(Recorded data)
Content starts

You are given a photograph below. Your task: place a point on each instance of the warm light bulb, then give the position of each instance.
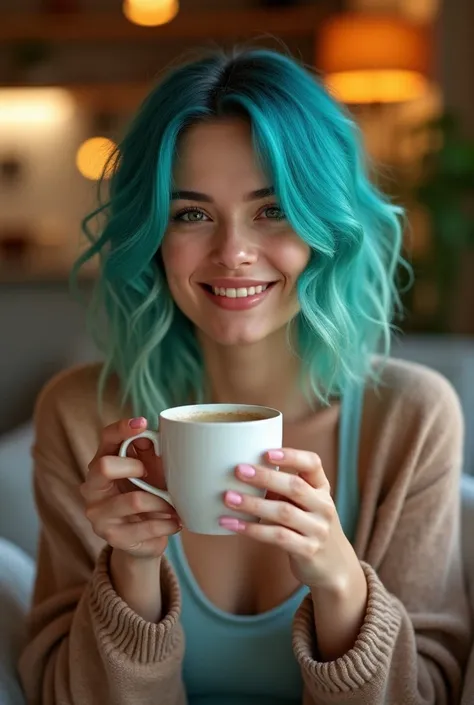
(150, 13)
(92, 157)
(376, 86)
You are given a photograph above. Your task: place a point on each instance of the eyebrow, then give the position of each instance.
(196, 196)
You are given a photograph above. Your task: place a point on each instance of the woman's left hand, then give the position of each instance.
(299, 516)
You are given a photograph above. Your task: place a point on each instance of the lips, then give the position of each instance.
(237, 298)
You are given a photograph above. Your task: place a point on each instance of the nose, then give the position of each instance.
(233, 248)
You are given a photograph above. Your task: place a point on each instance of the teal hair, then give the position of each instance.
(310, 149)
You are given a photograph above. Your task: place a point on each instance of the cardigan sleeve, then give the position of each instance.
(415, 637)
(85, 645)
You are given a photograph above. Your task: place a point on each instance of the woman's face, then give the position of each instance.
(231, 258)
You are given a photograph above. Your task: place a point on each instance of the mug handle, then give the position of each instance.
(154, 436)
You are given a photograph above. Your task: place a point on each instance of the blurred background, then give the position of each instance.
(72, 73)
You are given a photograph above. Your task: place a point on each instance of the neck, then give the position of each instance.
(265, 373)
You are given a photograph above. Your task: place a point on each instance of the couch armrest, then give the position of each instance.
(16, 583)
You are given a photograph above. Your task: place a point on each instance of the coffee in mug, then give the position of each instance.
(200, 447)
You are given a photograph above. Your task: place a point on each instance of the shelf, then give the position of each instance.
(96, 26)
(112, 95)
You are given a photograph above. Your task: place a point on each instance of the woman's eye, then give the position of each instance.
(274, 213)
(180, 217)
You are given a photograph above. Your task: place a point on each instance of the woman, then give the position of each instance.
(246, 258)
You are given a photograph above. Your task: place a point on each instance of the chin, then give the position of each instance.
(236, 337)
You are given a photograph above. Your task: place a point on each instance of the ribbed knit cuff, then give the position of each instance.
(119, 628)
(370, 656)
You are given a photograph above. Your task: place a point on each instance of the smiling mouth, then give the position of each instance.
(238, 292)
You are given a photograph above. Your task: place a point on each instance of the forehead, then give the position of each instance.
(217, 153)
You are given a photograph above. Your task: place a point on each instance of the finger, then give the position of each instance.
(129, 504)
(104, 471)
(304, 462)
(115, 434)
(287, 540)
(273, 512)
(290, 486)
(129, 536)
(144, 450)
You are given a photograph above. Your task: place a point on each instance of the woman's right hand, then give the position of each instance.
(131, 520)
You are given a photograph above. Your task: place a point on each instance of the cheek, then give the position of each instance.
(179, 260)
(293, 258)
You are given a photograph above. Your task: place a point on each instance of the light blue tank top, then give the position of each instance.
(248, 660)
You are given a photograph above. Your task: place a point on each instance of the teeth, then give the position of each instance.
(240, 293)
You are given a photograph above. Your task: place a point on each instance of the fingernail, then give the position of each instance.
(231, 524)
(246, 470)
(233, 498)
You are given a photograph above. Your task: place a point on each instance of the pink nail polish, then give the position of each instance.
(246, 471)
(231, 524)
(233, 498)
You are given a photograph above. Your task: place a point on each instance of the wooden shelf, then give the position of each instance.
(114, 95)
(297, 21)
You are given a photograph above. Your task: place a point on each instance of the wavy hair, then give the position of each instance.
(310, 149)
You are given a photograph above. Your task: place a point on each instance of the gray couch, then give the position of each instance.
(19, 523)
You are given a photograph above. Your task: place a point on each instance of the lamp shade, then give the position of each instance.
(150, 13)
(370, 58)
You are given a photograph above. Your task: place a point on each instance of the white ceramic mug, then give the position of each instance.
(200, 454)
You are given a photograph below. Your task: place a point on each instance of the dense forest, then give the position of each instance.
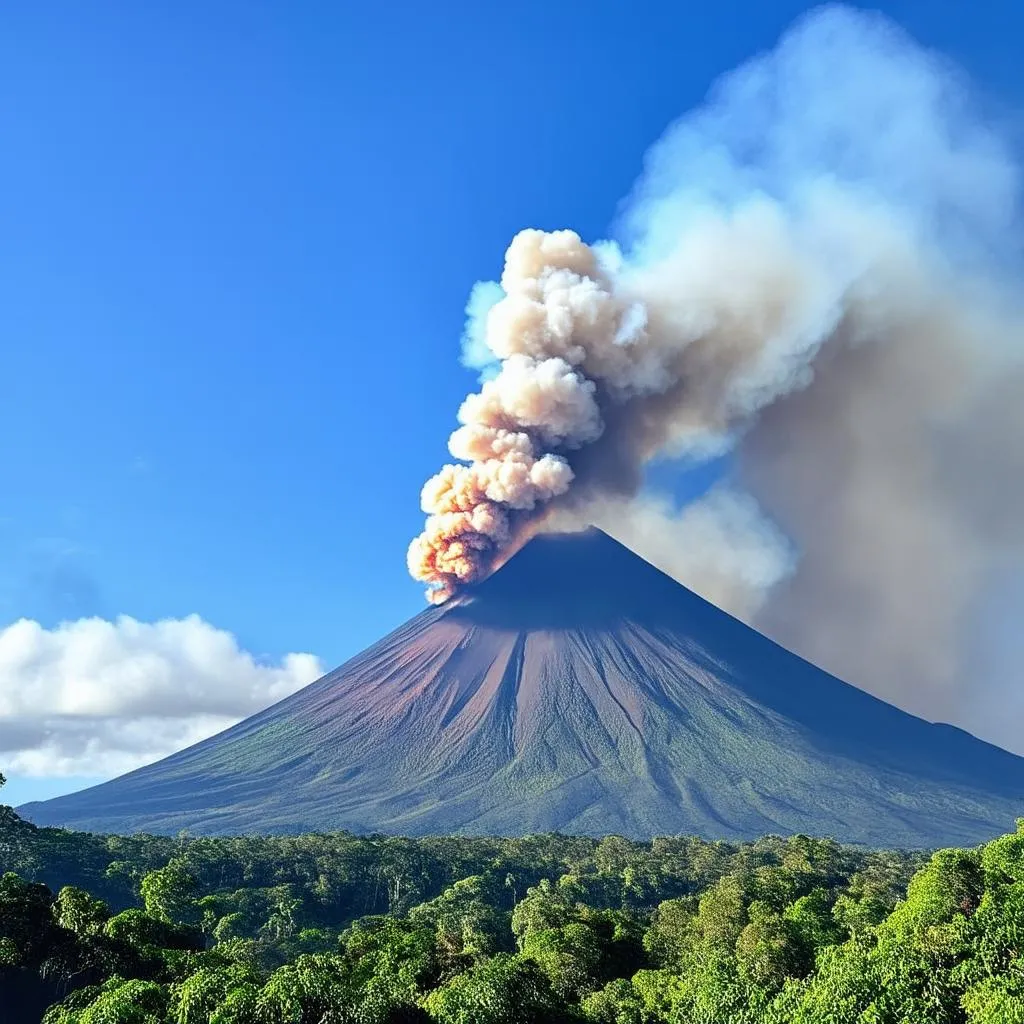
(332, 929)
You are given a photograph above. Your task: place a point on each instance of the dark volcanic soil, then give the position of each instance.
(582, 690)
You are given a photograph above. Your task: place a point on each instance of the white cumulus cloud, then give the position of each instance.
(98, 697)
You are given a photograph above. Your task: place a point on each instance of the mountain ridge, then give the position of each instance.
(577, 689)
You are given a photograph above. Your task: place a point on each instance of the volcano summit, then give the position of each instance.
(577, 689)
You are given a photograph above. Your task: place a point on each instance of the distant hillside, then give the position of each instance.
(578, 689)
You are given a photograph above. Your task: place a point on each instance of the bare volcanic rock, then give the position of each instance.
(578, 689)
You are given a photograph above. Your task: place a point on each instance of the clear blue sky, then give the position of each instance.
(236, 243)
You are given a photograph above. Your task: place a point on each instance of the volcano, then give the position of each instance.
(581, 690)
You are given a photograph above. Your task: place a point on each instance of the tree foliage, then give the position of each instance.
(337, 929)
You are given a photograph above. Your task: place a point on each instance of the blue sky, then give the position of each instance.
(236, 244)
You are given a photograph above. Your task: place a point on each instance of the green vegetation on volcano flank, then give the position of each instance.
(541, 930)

Content ends

• _Exercise requirements_
A word-for-word restatement of all the lines above is needed, with the pictures omitted.

• _Your response_
You are given a photograph below. Your task: place a point on each instance of the warm light bulb, then give the position of each instance.
(150, 13)
(92, 157)
(376, 86)
You are given a photograph above. Your task: place a point on each instance of the eyebrow, then give the position of each instance.
(196, 196)
You are given a photograph above. Your task: place a point on each instance of the woman's left hand, then give the position of each instance.
(299, 516)
You are given a photograph above. Your task: place a point on each instance of the lips, then give the position of each instance.
(237, 298)
You are given a photograph above. Your task: place a point on each instance of the nose, then give the position of each instance.
(233, 248)
You are given a photograph above. Your task: place a point on each instance of the teal hair, then give the position of each instance.
(310, 149)
You are given a photograph above. Your task: place a point on each instance of the cardigan sleeve, then give the position of each instance.
(415, 637)
(85, 645)
You are given a photograph above. Your task: place a point on each instance of the woman's face, then give the position of each instance.
(231, 258)
You are given a photograph above. Your task: place a point on each instance of the mug handle, then give the position of each instance.
(154, 436)
You are given a photograph above. Your task: place a point on each instance of the blurred background, then give the position of each instance.
(72, 73)
You are given a photograph above. Your task: place a point on each instance of the neck, then give the position of each instance.
(265, 373)
You are given a photograph above. Your task: place a point on each instance of the couch armrest, then give the position of each instance.
(16, 583)
You are given a photograph above. Your task: place a point on each instance of the coffee in mug, then give the position of each instance.
(200, 447)
You are given a photograph above. Your task: place a point on each instance of the shelf, then give the position of each instance.
(96, 26)
(112, 95)
You are given a photograph above. Your task: place a point on each instance of the woman's eye, then give the position of each instance.
(274, 213)
(180, 217)
You are given a photograph above. Your task: place a point on each instance of the woman, then give the position of each instance.
(246, 258)
You are given a photograph above. Your task: place a point on each instance of the chin, then give the position of each instance.
(236, 337)
You are given a photograph above. Your task: place a point on each instance of the ribbed knit cuff, then give the position of each instance.
(119, 628)
(370, 656)
You are given a photograph above. Your task: place a point on each instance of the smiling mouth, then give the position of each instance.
(238, 292)
You are given a photograph above. Your task: place a point on each instance of the forehead, then give the position of each instance.
(217, 153)
You are given a photograph above. Your task: place a point on each instance of the finger, then give the position of each instance.
(129, 504)
(104, 471)
(304, 462)
(115, 434)
(287, 540)
(273, 512)
(290, 486)
(129, 536)
(144, 450)
You are given a photograph above. Your task: place a point on each instance of the woman's right hand, then give the position of each instance.
(131, 520)
You are given a photograph above. Your task: place a point on each instance of the cheek, then give the position of each instance.
(179, 260)
(293, 258)
You are given a photograph above. Your task: place a point on each instance of the light blue tank top, then give the position of each instance.
(248, 660)
You are given a photograph above. Your task: place a point on each instance of the teeth, then give the position of each instance.
(240, 293)
You are given a photograph above. Your task: place a point on each instance of the fingernail, then give the position of each instance.
(231, 524)
(246, 470)
(233, 498)
You are given a photograph above. Your task: place a point on each instance of the pink nail polish, then give the position of each instance.
(246, 471)
(231, 524)
(233, 498)
You are given a photograph above. Your task: place a point on each instance of the wooden shelf, then give the position of each instance.
(114, 95)
(297, 21)
You are given a photograph above. Your task: place a point on each instance of the wavy hair, then give the position of each instance.
(310, 149)
You are given a photograph above. Your task: place a point on each instance of the gray couch, then give the position of each instance.
(19, 523)
You are given a photograph above. Your task: place a point on each instance of the lamp shade, then give the position of each instance.
(150, 13)
(370, 58)
You are given a photograph above. Your task: place a point on each instance of the white ceramic mug, then give the position of each instance.
(200, 454)
You are given a photograph below. Your task: place a point on each instance of the dense forest, then give the position of each instance.
(332, 929)
You are given a photograph above. Your task: place a point on each instance of the dark volcanic soil, then give the position of each instance.
(582, 690)
You are given a photograph above. Your task: place a point on each instance of the white cumulus cloud, then give the position of each instance.
(98, 697)
You are given a photograph above. Your task: place a point on each instance of the mountain ridge, then give the position of each instance.
(577, 689)
You are given a photograph above. Your task: place a point on each instance of the volcano summit, then give the position of each instance.
(577, 689)
You are given a photograph above. Your task: place a point on each instance of the distant hillside, then give the position of each instance.
(578, 689)
You are given a photograph above. Your task: place a point on each instance of the bare volcanic rock, then give the position of each instance.
(578, 689)
You are given a photograph above. Your task: place a point on each instance of the clear blue sky, then give the position of each instance.
(236, 243)
You are given a photograph above. Your task: place a point on each instance of the volcano, then give the position of each instance.
(581, 690)
You are given a photograph above. Your task: place a point on each instance of the tree foliage, then give the position of each instance.
(337, 929)
You are given a photograph above. Your task: place a point on each instance of the blue sky, then give the position of each instance.
(236, 244)
You are given a photograph above. Your task: place a point on each instance of the green vegetation on volcano flank, then give the position of each instance.
(541, 930)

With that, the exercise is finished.